Activity:
All lines from the one with "white sky, each" onward, through the last line of the records below, are to be retyped word for word.

--- Dataset content Enclosed Below ---

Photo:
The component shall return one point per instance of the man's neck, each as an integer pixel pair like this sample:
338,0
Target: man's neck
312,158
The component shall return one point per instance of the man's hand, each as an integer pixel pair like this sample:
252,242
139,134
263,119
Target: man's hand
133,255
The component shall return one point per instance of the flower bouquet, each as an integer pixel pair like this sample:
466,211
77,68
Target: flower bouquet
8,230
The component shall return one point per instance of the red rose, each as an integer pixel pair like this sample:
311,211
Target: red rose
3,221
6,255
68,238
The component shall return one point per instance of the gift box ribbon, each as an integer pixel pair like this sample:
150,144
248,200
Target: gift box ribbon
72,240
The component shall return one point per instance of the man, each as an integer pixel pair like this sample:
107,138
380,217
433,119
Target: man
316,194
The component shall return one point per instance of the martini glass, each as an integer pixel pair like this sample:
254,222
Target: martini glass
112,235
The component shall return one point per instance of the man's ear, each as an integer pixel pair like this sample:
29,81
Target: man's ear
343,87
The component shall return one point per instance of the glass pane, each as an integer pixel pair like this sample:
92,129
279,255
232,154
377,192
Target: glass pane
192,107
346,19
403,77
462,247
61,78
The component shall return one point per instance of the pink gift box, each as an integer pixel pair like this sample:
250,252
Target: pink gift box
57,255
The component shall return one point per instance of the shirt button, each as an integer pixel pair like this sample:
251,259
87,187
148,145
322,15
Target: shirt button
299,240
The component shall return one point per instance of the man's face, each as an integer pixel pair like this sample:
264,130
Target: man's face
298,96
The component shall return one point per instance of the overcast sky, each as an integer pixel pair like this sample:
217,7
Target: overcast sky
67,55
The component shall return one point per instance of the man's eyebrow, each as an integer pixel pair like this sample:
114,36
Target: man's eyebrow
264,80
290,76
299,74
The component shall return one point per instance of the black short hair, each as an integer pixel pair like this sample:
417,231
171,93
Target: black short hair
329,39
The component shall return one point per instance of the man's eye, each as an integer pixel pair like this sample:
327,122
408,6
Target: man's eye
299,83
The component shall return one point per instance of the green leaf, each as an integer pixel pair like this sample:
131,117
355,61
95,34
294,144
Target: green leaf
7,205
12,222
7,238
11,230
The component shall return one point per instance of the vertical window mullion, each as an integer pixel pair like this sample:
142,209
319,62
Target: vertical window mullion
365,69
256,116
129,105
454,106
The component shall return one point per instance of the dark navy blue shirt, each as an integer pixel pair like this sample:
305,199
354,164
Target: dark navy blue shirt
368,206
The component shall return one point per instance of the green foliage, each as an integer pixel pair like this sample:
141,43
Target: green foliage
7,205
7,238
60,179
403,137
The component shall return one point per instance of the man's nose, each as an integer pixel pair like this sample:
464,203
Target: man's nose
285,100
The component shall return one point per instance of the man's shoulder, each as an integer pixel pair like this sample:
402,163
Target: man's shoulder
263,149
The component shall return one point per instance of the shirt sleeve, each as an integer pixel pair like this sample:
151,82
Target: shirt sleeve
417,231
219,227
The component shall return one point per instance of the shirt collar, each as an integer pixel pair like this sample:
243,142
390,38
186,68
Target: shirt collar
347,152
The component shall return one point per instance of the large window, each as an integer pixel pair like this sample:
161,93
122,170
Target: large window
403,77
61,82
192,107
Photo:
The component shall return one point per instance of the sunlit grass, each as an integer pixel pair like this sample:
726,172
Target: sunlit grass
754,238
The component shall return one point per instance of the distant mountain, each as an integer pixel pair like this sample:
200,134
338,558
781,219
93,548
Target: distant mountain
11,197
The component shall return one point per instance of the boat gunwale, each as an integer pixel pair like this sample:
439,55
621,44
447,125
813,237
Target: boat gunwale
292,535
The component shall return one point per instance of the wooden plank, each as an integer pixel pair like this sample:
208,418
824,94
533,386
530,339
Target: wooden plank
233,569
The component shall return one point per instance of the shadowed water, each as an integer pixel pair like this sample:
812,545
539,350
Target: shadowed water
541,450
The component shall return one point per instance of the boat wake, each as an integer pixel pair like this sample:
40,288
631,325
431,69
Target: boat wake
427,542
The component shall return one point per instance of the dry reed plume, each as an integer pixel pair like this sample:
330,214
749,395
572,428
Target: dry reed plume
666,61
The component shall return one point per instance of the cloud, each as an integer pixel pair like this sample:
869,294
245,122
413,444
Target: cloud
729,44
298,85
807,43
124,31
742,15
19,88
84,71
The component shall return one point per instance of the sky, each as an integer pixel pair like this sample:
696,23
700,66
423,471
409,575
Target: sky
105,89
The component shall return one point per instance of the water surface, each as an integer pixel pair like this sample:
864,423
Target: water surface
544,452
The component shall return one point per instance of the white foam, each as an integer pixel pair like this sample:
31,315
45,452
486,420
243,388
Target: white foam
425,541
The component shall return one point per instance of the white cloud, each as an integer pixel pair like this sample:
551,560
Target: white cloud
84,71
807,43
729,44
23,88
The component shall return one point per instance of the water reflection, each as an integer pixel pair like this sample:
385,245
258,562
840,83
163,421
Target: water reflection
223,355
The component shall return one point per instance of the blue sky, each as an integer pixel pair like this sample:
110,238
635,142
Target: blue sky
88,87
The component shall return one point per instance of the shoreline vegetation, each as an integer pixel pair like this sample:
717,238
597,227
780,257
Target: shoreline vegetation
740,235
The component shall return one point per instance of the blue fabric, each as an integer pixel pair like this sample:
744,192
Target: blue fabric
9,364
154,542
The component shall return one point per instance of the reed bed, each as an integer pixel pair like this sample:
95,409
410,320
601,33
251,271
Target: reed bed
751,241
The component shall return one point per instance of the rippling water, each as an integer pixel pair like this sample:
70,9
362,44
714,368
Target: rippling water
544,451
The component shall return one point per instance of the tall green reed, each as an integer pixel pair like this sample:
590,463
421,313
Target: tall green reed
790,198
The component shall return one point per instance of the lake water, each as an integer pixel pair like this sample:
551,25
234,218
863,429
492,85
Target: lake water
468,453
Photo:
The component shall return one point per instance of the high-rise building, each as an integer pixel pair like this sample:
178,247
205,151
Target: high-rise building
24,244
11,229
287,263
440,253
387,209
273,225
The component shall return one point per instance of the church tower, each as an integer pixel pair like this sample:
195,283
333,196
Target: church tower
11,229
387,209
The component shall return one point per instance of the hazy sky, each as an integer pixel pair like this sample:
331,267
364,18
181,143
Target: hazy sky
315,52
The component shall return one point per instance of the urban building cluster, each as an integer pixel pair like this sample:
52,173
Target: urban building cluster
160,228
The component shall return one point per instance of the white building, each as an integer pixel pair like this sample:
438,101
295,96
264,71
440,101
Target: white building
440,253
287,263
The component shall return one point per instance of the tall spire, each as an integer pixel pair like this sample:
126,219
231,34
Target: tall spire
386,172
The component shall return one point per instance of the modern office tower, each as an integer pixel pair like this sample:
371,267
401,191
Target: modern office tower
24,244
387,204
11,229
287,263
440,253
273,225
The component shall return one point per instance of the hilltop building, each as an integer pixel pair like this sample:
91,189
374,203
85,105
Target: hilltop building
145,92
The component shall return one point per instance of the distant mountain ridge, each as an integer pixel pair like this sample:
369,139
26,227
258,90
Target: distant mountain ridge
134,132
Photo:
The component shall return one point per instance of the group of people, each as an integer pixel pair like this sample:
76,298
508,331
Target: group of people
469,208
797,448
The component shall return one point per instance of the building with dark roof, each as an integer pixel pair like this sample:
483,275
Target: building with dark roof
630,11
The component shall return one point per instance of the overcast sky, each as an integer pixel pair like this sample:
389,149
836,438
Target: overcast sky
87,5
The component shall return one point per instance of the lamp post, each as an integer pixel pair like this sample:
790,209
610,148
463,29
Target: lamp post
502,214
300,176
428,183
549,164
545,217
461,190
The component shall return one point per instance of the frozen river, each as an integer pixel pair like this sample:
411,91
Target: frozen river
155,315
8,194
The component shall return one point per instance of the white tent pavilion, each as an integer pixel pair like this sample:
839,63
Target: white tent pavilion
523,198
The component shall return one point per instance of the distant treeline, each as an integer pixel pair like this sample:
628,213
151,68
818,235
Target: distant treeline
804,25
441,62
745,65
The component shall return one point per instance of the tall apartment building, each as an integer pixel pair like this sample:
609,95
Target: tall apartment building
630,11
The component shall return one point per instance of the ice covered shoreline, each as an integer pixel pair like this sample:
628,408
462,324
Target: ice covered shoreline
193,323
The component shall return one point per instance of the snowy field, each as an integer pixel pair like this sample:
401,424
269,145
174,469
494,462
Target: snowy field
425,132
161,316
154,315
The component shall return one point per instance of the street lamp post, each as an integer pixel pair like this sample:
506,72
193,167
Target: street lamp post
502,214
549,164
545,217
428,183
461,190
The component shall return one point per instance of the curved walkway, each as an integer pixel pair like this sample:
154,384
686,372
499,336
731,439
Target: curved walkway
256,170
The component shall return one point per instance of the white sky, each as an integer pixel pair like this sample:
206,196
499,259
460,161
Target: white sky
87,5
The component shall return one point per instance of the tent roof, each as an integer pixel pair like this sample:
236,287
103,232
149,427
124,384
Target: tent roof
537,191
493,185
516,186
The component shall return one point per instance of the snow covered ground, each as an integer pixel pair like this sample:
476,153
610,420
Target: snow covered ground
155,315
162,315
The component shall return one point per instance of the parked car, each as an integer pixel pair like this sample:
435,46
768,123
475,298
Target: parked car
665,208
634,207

--- End of Enclosed Dataset content ---

Response:
The component shall return one point per instance of the white sky, each as an integer pixel pair like this sample:
206,196
499,259
460,161
Target: white sky
87,5
The component shall return one point per instance of the tent roof, each as an integer pixel pair like this sample:
236,287
103,232
149,427
124,384
Target: tent roof
537,191
493,185
516,186
The component shall return one point per instance of the snow covered ground, each as an integer pixel pair like this sample:
476,153
610,420
Target: snow covered ground
155,315
162,315
The component shall return one point per instance of the parked car, each as an integer pixel pair like this sample:
435,46
768,123
475,298
Target: parked car
665,208
634,207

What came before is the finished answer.